* [STATED EXERCISE] Copy every line starting at the line containing "Task — mark the door" and ending at the end of the rows. Shift each answer point by adding -85 to both of its coordinates, and leave all other lines unchanged.
## begin DATA EXCERPTS
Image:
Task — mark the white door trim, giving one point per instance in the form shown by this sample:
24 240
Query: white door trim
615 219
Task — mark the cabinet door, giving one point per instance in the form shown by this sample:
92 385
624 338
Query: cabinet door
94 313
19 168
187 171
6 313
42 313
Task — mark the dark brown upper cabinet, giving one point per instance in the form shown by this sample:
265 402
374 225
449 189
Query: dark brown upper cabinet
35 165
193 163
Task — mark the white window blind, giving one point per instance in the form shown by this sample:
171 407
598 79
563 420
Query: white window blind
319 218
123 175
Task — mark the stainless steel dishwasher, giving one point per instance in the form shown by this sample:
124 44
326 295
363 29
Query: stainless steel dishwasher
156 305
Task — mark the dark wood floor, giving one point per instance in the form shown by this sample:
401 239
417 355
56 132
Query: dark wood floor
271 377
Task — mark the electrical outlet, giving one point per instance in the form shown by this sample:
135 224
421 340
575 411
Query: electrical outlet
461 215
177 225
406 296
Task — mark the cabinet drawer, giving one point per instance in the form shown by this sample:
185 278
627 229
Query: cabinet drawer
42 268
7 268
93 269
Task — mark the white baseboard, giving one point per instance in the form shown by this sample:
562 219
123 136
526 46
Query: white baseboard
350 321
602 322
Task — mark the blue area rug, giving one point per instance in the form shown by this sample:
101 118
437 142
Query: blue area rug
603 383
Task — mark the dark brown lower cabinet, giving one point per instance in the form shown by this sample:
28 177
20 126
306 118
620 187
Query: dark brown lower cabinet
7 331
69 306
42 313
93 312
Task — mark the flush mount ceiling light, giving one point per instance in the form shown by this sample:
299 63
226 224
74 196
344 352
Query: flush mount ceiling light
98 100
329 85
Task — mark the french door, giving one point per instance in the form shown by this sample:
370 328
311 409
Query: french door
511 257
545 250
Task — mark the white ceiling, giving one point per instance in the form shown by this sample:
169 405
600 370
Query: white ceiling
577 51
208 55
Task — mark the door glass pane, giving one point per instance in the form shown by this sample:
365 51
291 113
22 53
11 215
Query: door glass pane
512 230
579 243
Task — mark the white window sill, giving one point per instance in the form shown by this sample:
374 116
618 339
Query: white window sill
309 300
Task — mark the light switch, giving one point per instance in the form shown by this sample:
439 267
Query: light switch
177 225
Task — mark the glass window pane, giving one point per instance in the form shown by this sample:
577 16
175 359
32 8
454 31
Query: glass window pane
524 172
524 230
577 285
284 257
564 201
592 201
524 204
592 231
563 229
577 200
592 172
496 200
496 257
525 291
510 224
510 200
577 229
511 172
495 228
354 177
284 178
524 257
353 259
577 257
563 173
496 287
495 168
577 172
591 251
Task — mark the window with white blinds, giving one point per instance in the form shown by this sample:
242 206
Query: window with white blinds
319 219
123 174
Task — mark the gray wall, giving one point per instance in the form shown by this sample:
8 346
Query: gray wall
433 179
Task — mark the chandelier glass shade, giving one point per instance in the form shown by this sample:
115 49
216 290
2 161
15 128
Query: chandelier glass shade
## end DATA EXCERPTS
* [SOLUTION TO THIS EXERCISE]
Task — mark the door glass pane, giving one point per instance in the form shown by this sample:
365 51
291 113
22 53
11 215
Query: door glass pane
427 145
494 158
Task — mark the white window sill, giving one point per instance in the form shown by this sample:
374 116
618 339
Query: white window sill
224 215
Task — mark the light switch, giving one point per instance in the form shown by this sample:
439 267
Query: light switch
92 140
Task — mark the glass window pane, giving one point per instance in the form shown by this sample:
577 16
175 359
32 8
454 31
Query: glass window pane
439 87
439 145
492 200
199 172
479 116
507 116
439 119
507 146
478 144
492 115
507 87
411 115
411 172
440 206
425 139
425 115
492 144
426 87
410 143
269 92
199 93
439 172
268 174
492 172
478 88
411 202
410 83
492 87
506 166
Task — mark the window with white blinds, giving one point per instance in the form shown by this sample:
242 206
Query: window with white blinds
234 134
38 89
Task — mark the gray wall, giving one point per instance in the form shown by this sample:
8 346
Query: gray wall
348 94
Task — mark the chandelier glass shade, giving one point per instance in the form shown by this sample:
115 49
216 290
2 161
15 128
Query: chandelier glass shade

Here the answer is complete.